The speed of digital innovation throughout the NHS has accelerated over the past few years.
The demands of the pandemic changed perceptions, enabled rapid transformation, and inspired bold ambitions.
Certainly, the ICS vision is compelling, bringing together diverse organisations, consolidating services, eradicating inefficiencies, and reaching out into the community to provide truly-joined-up health and social care.
However, every ICS has a complex mix of digital maturity within its trusts.
Multiple EPR systems are likely to be in used across the geography, as well as many legacy solutions.
And organisations are at different stages in their essential migration to the cloud.
Given the current problems caused by both long waiting lists and staff shortages, the priority for the NHS is to drive efficiency and minimise errors
In the future, information needs to flow across the ICS, into social and mental care services, as well as primary care. And it needs to cross boundaries to support those patients who need to access services across more than one ICS.
It is simply not possible for ICSs to consolidate into just one system – certainly not in the short term, and probably not in the longer term.
A questionable approach
NHS organisations have made significant technology investments, including shared care records (SCR) and EPRs. So, should a trust be asked to ditch an expensive Tier 1 EPR investment that has been implemented in the last five years, simply because its neighbour made a different choice?
Should clinicians and administrative staff be expected to move away from a solution they like and value – and endure another round of change management and disruption?
And should bold ideas regarding services sharing – such as pathology and radiology hubs – be compromised, or vital improvements in service delivery be delayed, by a decision to make a large-scale, strategic IT investment?
Given the current problems caused by both long waiting lists and staff shortages, the priority for the NHS is to drive efficiency and minimise errors.
Clinicians will welcome any digital change that can improve their ability to deliver better patient care. Whether that is rapidly eradicating rekeying errors to providing immediate access to deep patient information at the point of care, the focus is on data and data flow.
The key question for ICSs to consider is not which EPR to consolidate on, but how can systems be integrated in an effective way to present data in a logical way, with embedded workflow that reflects NHS processes and rapidly enables clinical change that supports both patients and clinicians.
Systems will need to link up to acute, community and primary care providers
Data exchange
These goals can be achieved quickly and cost effectively through strong integration between systems across primary, acute, and social care that delivers an immediate flow of patient centric data.

• Study questions:
(a) Translate this sentence from the article on NHS integration into Spanish: "And organisations are at different stages in their essential migration to the cloud."
(b) Which two current problems does the article on NHS integration name as causes of difficulty for the NHS?
(c) Please list every action that the article on NHS integration says the ICS vision brings with it.
The data has no connection to the article on NHS integration.

• Source material:
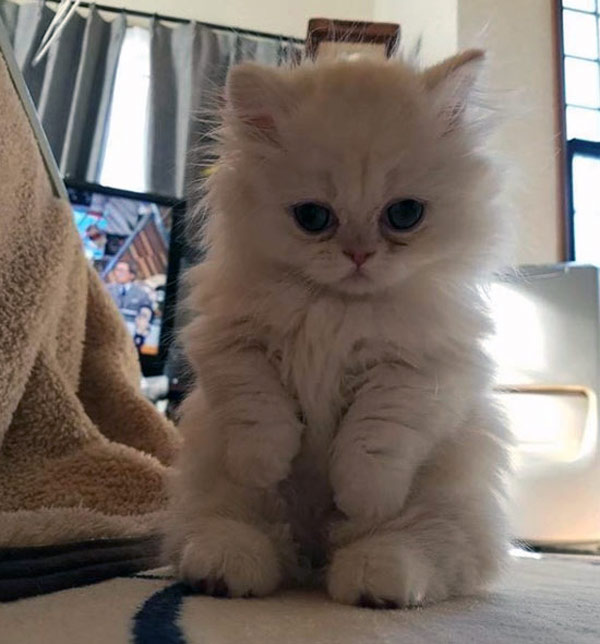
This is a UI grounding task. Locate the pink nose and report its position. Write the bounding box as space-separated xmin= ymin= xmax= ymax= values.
xmin=344 ymin=250 xmax=373 ymax=268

• Solution list:
(a) Y las organizaciones se encuentran en distintas etapas de su migración esencial a la nube.

(b) Long waiting lists and staff shortages.

(c)
- Bringing together diverse organisations
- Consolidating services
- Eradicating inefficiencies
- Reaching out into the community to provide truly-joined-up health and social care